Reproduce each of the following entries verbatim, line by line, without any alteration.
# Excerpted records start
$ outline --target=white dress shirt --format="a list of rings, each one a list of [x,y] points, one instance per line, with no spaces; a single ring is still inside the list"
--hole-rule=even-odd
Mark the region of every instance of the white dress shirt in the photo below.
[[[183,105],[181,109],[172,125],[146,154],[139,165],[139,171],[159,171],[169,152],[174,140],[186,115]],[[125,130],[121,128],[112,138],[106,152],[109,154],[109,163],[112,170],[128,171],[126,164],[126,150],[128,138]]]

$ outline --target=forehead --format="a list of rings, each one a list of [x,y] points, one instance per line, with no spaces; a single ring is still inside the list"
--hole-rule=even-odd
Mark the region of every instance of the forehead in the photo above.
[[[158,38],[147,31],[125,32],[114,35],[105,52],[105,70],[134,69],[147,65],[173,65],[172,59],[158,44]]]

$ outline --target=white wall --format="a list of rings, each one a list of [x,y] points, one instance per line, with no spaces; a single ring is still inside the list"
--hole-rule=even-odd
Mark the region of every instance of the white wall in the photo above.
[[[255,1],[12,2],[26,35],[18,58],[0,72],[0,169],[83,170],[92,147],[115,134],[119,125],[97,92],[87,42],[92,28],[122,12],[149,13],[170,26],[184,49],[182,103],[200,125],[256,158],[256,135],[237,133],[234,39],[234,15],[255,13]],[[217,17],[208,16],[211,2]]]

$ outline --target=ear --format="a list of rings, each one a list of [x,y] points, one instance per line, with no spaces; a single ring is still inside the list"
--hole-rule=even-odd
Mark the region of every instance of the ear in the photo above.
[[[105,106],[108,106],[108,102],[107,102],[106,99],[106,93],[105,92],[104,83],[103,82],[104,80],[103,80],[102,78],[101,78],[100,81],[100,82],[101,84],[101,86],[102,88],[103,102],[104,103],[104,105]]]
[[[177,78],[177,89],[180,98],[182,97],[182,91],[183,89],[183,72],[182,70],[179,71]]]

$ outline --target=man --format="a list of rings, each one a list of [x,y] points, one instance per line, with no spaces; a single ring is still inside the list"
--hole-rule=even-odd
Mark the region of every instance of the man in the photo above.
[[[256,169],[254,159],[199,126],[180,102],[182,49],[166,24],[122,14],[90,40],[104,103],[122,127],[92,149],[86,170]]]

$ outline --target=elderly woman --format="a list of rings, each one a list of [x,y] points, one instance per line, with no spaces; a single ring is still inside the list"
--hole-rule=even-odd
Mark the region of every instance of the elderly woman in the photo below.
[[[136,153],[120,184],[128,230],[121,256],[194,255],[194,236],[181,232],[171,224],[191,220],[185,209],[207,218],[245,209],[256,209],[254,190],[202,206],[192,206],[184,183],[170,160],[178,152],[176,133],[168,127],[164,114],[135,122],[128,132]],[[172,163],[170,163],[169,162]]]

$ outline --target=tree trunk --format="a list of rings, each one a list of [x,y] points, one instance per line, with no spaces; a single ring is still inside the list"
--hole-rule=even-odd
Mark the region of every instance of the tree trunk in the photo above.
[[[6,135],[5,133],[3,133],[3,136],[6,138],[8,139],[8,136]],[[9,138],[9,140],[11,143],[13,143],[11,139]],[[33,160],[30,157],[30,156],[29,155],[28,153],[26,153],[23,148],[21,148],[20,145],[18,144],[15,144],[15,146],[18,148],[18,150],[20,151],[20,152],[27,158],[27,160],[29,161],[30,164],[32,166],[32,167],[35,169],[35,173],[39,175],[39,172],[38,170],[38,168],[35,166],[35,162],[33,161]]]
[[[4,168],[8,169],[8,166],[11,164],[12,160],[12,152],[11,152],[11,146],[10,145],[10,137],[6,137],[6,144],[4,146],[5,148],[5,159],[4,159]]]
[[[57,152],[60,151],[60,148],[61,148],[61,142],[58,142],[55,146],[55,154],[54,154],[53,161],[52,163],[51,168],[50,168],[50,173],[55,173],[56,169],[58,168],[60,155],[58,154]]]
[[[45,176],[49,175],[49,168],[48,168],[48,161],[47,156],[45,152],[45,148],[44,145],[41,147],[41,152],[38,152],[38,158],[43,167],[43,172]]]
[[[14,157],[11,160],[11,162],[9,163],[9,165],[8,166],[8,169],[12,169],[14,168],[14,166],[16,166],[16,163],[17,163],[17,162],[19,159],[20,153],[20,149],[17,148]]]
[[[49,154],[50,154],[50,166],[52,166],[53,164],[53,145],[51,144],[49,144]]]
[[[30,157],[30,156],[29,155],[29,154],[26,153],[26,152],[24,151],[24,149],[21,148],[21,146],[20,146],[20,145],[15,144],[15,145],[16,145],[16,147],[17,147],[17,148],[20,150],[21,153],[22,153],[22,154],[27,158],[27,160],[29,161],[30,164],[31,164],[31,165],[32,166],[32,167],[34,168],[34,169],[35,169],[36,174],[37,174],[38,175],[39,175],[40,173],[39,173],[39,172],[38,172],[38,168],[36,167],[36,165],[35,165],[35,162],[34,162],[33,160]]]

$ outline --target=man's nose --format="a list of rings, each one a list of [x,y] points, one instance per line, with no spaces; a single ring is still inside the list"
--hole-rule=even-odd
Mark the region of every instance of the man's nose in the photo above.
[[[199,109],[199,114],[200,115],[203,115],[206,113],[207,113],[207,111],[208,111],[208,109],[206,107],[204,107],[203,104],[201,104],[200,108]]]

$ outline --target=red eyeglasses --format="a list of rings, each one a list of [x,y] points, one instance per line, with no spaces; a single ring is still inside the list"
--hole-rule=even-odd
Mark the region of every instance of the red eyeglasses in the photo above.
# Excerpted records end
Correct response:
$ outline --target=white dress shirt --format="a list of rings, each one a list of [x,y] points, one instance per line, with no spaces; a single ring is still inside the list"
--hole-rule=even-odd
Mark the region of every instance of the white dress shirt in the photo below.
[[[183,105],[181,109],[172,125],[146,154],[139,165],[139,171],[159,171],[169,152],[174,140],[186,115]],[[125,130],[121,128],[112,138],[106,152],[109,154],[109,163],[112,170],[128,171],[126,164],[126,150],[128,138]]]

$ outline --target=forehead --format="a list of rings, each one a list of [x,y] points, one instance per line, with no spaces; a single ring is still inside the list"
--hole-rule=even-odd
Mark the region of every instance of the forehead in the photo above.
[[[158,38],[147,31],[125,32],[114,35],[105,52],[105,70],[134,69],[147,65],[173,65],[172,59],[158,44]]]

$ outline --target=white wall --format="a list of rings, each one a list of [x,y] points, one instance per line, with no spaces; a single ring is still inside the list"
--hole-rule=even-odd
Mark the region of every instance of the white wall in the photo above.
[[[255,1],[12,2],[26,35],[18,58],[0,72],[0,169],[83,170],[92,147],[115,134],[119,125],[97,92],[87,42],[92,28],[122,12],[149,13],[170,26],[184,49],[182,103],[200,125],[256,158],[256,135],[237,133],[234,39],[234,15],[255,13]],[[217,17],[208,16],[211,2]]]

$ outline --target=ear --format="a list of rings, each one a list of [x,y] points, one instance per line, with no spaces; a single ring is still inside the list"
--hole-rule=even-odd
Mark the region of every instance of the ear in the photo above.
[[[105,106],[108,106],[108,102],[107,102],[106,99],[106,93],[105,92],[104,83],[103,82],[104,80],[103,80],[102,78],[101,78],[100,81],[100,82],[101,84],[101,86],[102,88],[103,102],[104,103],[104,105]]]
[[[177,78],[177,89],[180,98],[182,97],[182,91],[183,89],[183,72],[182,70],[179,71]]]

$ outline --target=man --format="a list of rings, each one a list of [x,y] points, one instance per line, with no spaces; a single ring is still inside the list"
--hole-rule=even-odd
Mark the region of every instance of the man in the photo above.
[[[256,169],[254,159],[199,126],[180,102],[182,49],[166,24],[122,14],[90,40],[104,103],[122,127],[92,149],[86,170]]]

$ outline --target=elderly woman --format="a list of rings, each one a list of [x,y] points, one instance per line, with no spaces; a single ring is still inside the list"
--hole-rule=even-odd
Mark the region of every instance of the elderly woman in the photo below.
[[[136,153],[120,184],[128,230],[121,256],[194,255],[194,236],[181,232],[171,224],[191,220],[185,209],[207,218],[245,209],[256,209],[254,190],[202,206],[192,206],[184,183],[170,160],[178,152],[176,133],[168,127],[164,114],[135,122],[128,132]],[[172,163],[170,163],[169,162]]]

$ outline --target=tree trunk --format="a list of rings, each one a list of [x,y] points, one instance per line, with no spaces; a single ring is still inside the list"
--hole-rule=even-odd
Mark the region of every instance of the tree trunk in the photo above.
[[[6,135],[5,133],[3,133],[3,136],[6,138],[8,139],[8,136]],[[9,138],[9,140],[11,143],[13,143],[11,139]],[[33,160],[30,157],[30,156],[29,155],[28,153],[26,153],[23,148],[21,148],[20,145],[18,144],[15,144],[15,146],[18,148],[18,150],[20,151],[20,152],[27,158],[27,160],[29,161],[30,164],[32,166],[32,167],[35,169],[35,173],[39,175],[39,172],[38,170],[38,168],[35,166],[35,162],[33,161]]]
[[[4,168],[8,169],[8,166],[11,164],[12,160],[12,152],[11,152],[11,146],[10,145],[10,137],[6,137],[6,144],[4,146],[5,148],[5,159],[4,159]]]
[[[57,152],[60,151],[60,148],[61,148],[61,142],[58,142],[55,146],[55,154],[54,154],[53,161],[52,163],[51,168],[50,168],[50,173],[55,173],[56,169],[58,168],[60,155],[58,154]]]
[[[45,176],[49,175],[49,168],[48,168],[48,161],[47,156],[45,152],[45,148],[44,145],[41,147],[41,152],[38,152],[38,158],[43,167],[43,172]]]
[[[14,157],[11,160],[11,162],[9,163],[9,165],[8,166],[8,169],[12,169],[14,168],[14,166],[16,166],[16,163],[17,163],[17,162],[19,159],[20,153],[20,149],[17,148]]]
[[[49,154],[50,154],[50,166],[52,166],[53,164],[53,145],[51,144],[49,144]]]
[[[30,157],[30,156],[29,155],[29,154],[26,153],[26,152],[24,151],[24,149],[21,148],[21,146],[20,146],[20,145],[15,144],[15,145],[16,145],[16,147],[17,147],[17,148],[20,150],[21,153],[22,153],[22,154],[27,158],[27,160],[29,161],[30,164],[31,164],[31,165],[32,166],[32,167],[34,168],[34,169],[35,169],[36,174],[37,174],[38,175],[39,175],[40,173],[39,173],[39,172],[38,172],[38,168],[36,167],[36,165],[35,165],[35,162],[34,162],[33,160]]]

$ outline --target=man's nose --format="a list of rings, each one a list of [x,y] points, one instance per line, with no spaces; a single ring is still inside the list"
--hole-rule=even-odd
Mark the region of every instance of the man's nose in the photo above.
[[[199,109],[199,114],[200,115],[203,115],[206,113],[207,113],[207,111],[208,111],[208,109],[206,107],[204,107],[203,104],[201,104],[200,108]]]

$ outline --target=red eyeglasses --format="a list of rings, each one a list of [x,y] points, one instance per line, with no spaces; a single ring is still inside the list"
--hole-rule=even-odd
Mark the region of every instance of the red eyeglasses in the photo above.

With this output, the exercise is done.